* Aim
Please count how many lines below contain the word "lifeguard", and give only that number.

(Records excerpted from a collection)
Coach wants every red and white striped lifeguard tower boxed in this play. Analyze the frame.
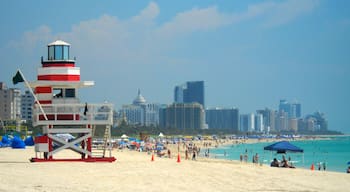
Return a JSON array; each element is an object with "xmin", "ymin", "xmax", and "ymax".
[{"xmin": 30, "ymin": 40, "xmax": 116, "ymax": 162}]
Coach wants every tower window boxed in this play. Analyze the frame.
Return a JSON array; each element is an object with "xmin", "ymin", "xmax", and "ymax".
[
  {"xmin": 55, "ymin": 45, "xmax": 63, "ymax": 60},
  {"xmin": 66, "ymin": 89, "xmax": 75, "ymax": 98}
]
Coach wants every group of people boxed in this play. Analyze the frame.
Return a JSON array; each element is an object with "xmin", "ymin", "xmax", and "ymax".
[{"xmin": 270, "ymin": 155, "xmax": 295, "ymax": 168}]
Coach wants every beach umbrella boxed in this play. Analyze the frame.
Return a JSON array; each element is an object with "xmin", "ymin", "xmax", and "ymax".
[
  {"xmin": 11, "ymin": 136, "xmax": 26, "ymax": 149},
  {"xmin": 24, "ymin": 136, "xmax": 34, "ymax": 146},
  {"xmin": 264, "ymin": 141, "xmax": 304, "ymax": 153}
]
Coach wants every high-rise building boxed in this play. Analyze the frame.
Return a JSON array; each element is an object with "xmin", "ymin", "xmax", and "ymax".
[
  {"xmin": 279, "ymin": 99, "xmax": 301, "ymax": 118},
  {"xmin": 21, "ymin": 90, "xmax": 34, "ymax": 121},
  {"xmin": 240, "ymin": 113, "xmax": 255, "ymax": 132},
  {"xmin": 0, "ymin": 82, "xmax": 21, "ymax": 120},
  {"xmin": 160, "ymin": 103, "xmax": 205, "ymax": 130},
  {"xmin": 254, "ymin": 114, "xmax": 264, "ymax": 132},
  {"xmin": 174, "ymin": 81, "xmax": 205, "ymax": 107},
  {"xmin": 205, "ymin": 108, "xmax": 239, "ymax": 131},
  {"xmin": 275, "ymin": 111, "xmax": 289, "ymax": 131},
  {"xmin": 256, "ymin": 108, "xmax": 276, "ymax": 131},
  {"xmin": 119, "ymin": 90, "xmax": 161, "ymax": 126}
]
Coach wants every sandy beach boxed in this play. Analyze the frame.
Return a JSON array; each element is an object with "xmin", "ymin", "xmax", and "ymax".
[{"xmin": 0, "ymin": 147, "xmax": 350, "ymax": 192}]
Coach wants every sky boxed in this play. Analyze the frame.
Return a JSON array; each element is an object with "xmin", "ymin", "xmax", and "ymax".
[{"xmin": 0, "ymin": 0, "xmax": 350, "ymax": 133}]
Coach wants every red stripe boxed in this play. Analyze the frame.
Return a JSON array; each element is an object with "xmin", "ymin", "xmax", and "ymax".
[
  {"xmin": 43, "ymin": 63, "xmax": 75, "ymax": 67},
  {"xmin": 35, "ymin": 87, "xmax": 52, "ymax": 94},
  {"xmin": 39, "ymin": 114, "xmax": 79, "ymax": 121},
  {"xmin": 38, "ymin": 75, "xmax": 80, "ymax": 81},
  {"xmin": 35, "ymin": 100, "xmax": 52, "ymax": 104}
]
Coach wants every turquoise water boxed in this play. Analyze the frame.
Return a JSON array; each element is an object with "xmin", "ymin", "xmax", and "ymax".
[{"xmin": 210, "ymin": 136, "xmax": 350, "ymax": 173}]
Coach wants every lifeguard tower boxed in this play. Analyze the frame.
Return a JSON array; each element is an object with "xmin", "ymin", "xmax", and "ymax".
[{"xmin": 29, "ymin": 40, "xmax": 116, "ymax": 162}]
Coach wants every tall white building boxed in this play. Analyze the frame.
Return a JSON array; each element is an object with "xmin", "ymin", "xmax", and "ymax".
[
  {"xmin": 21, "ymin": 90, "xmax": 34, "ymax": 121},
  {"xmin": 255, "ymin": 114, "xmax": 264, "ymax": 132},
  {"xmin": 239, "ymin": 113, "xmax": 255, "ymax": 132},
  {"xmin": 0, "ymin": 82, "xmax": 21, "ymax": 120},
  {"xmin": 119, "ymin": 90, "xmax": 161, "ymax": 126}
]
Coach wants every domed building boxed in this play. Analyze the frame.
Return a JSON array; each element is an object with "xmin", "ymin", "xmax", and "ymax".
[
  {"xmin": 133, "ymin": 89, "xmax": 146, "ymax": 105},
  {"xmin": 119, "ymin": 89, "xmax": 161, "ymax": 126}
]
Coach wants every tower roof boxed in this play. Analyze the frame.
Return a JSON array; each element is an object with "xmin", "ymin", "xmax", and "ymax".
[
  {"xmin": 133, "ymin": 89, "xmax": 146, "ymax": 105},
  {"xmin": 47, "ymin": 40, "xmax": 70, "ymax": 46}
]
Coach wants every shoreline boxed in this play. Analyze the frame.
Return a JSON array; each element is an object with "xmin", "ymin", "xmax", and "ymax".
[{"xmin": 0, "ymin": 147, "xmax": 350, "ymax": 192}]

...

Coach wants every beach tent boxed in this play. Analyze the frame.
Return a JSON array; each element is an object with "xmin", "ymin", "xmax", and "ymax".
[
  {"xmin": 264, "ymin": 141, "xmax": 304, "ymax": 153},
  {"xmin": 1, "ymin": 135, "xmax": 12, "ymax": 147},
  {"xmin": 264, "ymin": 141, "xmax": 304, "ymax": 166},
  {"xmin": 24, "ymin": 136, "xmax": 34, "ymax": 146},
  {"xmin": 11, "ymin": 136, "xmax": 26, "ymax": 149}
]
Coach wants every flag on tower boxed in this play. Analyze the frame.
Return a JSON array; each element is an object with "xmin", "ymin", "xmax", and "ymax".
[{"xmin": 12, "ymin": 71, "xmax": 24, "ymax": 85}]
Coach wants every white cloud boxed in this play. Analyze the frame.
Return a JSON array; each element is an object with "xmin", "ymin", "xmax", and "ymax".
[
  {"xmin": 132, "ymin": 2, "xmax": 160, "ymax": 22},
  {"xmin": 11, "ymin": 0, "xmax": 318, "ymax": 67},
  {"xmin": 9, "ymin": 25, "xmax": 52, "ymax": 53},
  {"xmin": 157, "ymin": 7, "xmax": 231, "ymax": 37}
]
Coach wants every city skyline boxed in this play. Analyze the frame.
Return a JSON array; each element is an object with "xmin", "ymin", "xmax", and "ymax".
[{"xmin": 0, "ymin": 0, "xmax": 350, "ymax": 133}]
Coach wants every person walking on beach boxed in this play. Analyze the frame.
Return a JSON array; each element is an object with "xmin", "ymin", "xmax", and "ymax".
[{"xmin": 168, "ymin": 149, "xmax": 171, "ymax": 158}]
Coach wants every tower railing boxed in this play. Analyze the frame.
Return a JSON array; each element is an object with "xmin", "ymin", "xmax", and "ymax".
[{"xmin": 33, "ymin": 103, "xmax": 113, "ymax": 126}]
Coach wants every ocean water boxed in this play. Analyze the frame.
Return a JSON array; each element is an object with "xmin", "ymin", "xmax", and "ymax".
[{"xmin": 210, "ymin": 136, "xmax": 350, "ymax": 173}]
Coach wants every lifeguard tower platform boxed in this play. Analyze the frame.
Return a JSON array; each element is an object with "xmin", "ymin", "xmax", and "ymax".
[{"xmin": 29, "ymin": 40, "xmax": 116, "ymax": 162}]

--

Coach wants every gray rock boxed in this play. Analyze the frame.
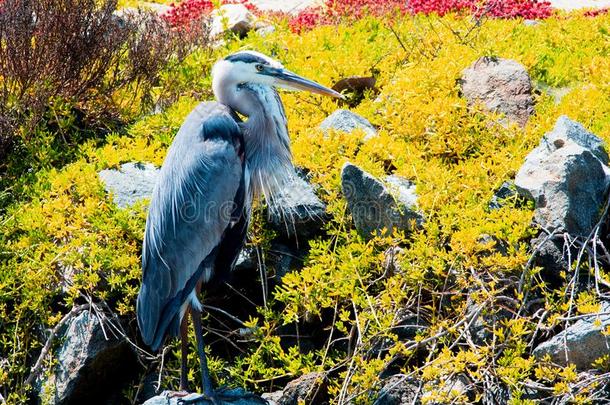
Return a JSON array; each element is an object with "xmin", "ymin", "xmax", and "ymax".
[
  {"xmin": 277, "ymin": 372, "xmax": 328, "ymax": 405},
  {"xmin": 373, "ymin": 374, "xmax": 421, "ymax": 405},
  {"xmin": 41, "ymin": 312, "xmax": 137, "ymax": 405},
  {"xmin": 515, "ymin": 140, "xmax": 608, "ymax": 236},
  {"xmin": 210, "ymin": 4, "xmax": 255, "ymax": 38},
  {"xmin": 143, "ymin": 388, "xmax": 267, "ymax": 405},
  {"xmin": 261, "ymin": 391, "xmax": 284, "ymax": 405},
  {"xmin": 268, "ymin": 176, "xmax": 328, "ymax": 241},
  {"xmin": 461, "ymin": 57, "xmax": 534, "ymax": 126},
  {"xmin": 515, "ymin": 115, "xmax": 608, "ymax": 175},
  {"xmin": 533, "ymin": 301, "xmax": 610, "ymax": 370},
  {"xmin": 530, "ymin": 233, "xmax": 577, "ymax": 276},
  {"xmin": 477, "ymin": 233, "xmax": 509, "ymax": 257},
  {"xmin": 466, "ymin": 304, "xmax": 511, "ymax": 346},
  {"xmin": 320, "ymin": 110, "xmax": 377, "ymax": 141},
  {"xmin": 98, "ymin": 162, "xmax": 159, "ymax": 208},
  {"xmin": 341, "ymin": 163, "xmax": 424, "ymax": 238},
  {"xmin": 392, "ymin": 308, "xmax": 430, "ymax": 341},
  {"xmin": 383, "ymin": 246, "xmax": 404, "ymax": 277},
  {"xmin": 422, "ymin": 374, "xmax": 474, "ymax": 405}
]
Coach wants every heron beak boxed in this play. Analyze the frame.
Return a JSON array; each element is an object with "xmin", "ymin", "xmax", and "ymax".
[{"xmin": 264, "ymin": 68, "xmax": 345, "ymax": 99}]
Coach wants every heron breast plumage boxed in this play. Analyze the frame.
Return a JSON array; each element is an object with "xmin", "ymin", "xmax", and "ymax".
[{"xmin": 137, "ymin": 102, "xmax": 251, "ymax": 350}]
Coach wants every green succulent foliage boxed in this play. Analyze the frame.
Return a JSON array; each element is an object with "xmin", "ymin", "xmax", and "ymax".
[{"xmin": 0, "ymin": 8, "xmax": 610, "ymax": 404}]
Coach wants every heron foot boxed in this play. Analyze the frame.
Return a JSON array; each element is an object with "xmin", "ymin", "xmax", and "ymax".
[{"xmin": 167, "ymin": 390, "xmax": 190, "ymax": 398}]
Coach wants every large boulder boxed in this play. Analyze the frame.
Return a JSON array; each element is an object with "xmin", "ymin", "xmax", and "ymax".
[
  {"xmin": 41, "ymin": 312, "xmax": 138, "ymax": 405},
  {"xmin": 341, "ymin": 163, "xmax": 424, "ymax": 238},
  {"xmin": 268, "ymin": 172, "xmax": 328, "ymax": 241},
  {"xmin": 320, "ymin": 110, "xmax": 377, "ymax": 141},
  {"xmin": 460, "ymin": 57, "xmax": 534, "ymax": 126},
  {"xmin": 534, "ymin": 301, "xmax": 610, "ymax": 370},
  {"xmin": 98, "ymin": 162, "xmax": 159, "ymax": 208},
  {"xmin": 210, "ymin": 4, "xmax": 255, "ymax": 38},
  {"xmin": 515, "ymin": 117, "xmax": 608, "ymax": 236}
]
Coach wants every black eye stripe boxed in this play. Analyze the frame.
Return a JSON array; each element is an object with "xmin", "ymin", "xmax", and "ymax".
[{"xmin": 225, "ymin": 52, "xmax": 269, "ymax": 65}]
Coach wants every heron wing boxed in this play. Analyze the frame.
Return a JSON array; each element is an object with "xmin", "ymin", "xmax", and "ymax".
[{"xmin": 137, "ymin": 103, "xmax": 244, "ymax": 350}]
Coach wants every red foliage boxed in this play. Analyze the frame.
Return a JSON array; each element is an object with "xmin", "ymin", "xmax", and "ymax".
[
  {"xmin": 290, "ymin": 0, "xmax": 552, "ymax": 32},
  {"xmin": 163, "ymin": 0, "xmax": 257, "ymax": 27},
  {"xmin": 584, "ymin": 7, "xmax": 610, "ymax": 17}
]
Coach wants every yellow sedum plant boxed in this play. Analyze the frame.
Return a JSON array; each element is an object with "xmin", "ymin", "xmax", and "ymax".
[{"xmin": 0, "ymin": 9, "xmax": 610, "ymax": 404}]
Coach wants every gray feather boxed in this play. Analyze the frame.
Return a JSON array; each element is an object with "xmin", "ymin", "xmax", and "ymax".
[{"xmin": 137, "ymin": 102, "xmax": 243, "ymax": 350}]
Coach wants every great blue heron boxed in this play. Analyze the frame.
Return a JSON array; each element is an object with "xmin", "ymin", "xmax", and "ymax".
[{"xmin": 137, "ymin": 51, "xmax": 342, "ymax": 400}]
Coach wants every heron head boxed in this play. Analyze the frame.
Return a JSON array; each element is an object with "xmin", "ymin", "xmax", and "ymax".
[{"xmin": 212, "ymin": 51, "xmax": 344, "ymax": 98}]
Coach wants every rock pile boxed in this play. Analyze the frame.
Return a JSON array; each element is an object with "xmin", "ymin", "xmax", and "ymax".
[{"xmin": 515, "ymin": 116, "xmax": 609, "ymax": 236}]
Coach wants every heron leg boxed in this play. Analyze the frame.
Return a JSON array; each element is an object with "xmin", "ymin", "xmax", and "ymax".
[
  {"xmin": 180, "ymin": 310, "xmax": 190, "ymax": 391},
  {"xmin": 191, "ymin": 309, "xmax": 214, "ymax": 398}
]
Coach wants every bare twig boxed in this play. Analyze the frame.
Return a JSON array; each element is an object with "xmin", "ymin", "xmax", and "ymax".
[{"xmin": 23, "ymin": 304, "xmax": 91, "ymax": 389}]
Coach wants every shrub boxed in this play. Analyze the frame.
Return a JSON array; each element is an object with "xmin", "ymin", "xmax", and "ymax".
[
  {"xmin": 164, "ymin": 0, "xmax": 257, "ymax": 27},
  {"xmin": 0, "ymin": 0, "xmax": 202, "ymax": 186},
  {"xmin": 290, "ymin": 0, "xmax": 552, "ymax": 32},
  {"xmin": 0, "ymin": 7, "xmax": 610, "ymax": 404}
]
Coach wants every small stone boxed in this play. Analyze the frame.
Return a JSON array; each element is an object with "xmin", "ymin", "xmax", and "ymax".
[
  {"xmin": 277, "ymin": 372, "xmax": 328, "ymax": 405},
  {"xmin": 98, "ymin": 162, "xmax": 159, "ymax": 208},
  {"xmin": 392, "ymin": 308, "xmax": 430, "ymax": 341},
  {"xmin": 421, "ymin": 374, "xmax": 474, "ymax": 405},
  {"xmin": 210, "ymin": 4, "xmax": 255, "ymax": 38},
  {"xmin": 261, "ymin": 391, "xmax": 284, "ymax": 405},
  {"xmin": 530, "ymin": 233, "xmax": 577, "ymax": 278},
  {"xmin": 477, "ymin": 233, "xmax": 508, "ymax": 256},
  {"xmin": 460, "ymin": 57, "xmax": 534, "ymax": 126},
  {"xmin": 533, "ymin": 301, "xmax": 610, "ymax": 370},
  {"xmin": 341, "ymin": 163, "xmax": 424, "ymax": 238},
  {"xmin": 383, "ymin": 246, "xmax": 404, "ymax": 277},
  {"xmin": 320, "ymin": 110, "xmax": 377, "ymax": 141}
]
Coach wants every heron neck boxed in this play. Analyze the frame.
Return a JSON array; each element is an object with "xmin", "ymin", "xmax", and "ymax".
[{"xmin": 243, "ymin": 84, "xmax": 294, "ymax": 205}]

* Result for this task
3